Start of Text

This work addresses the challenge of detecting input validation vulnerabilities in Trusted Execution Environments (TEEs), which stem from their complex configuration and hardware-enforced isolation. To overcome this, the authors propose SymTEE, a novel symbolic execution framework that uniquely integrates abstract syntax tree (AST)-based static analysis with large language models (specifically GPT-5). The approach first identifies suspicious code segments and then leverages the LLM to automatically generate lightweight, KLEE-compatible mock execution environments, enabling symbolic execution without requiring actual TEE deployment. This significantly lowers the barrier to TEE security analysis while enhancing scalability. Evaluated on 26 known vulnerability cases, SymTEE achieves 100% precision and 92.3% recall, with an average analysis cost of merely $0.05 per instance.

End of Text

> **Task instructions**: Render this sentence from the SymTEE summary in Spanish: "This significantly lowers the barrier to TEE security analysis while enhancing scalability." These lines come from a separate source.

Start of Source data

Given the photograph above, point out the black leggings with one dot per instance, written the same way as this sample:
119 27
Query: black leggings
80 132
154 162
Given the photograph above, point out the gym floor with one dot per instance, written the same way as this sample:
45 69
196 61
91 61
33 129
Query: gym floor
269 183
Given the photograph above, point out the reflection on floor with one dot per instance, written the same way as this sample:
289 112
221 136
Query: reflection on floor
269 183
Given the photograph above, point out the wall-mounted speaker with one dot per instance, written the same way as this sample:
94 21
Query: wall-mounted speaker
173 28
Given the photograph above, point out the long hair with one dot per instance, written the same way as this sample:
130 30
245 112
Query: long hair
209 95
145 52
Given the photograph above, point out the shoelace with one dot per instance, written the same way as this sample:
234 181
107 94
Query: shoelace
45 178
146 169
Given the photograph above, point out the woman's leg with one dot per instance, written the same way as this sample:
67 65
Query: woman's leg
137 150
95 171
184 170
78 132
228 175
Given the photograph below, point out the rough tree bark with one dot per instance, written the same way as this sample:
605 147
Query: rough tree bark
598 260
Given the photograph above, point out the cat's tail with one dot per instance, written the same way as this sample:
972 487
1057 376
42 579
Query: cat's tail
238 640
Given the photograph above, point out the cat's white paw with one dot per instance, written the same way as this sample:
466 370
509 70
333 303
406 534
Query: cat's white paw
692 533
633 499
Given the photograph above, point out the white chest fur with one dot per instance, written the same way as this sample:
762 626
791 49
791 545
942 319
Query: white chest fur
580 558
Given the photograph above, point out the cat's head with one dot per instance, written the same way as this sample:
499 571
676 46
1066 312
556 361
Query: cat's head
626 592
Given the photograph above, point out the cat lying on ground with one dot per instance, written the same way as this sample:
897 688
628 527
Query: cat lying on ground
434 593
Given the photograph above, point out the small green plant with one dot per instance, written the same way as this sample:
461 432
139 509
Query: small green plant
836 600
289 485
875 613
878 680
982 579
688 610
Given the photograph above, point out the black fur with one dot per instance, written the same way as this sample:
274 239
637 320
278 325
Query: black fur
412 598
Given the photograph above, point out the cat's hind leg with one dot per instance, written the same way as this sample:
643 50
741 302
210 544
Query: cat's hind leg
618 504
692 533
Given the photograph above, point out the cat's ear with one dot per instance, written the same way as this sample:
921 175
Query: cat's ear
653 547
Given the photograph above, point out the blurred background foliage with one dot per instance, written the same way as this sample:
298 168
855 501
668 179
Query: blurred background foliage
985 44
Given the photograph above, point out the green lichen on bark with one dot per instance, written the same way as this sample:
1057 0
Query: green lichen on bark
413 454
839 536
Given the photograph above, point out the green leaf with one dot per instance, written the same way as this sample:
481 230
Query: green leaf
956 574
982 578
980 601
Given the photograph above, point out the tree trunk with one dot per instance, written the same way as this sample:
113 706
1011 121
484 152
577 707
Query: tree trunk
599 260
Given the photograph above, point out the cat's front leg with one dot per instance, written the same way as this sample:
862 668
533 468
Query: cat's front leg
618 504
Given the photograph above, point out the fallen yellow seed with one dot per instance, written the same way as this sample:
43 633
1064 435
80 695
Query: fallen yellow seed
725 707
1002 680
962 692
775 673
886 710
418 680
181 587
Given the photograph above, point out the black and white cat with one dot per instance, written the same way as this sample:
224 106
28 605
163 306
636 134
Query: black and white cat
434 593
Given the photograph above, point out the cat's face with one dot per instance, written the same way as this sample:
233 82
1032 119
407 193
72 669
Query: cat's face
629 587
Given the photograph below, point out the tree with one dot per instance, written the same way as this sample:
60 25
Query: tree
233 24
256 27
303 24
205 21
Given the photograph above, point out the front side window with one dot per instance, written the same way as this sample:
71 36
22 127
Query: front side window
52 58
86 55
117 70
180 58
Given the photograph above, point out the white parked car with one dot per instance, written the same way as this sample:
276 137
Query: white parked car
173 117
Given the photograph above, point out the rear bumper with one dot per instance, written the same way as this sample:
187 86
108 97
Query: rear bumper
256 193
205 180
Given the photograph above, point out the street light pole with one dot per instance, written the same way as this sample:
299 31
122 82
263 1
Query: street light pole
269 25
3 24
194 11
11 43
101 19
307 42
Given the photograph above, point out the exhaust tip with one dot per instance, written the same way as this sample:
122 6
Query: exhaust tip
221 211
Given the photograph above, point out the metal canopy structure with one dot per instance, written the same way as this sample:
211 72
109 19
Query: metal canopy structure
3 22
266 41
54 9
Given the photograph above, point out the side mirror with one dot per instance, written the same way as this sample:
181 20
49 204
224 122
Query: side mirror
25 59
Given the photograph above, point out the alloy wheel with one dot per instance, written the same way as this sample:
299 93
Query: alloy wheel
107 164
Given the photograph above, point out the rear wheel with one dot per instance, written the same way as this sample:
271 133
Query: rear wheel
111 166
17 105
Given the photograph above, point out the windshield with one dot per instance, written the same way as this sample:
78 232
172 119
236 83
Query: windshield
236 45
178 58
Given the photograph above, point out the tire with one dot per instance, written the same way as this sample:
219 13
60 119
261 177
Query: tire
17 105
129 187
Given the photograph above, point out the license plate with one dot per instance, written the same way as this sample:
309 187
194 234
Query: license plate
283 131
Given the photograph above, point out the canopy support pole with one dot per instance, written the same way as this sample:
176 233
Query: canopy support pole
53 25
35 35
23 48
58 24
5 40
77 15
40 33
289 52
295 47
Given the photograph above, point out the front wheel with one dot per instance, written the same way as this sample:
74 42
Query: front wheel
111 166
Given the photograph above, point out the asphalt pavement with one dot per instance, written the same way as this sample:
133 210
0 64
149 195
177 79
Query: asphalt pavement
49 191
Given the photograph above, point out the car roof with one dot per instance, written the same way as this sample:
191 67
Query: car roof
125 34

End of Source data

> **Task output**: Esto reduce significativamente la barrera para el análisis de seguridad de TEE, al tiempo que mejora la escalabilidad.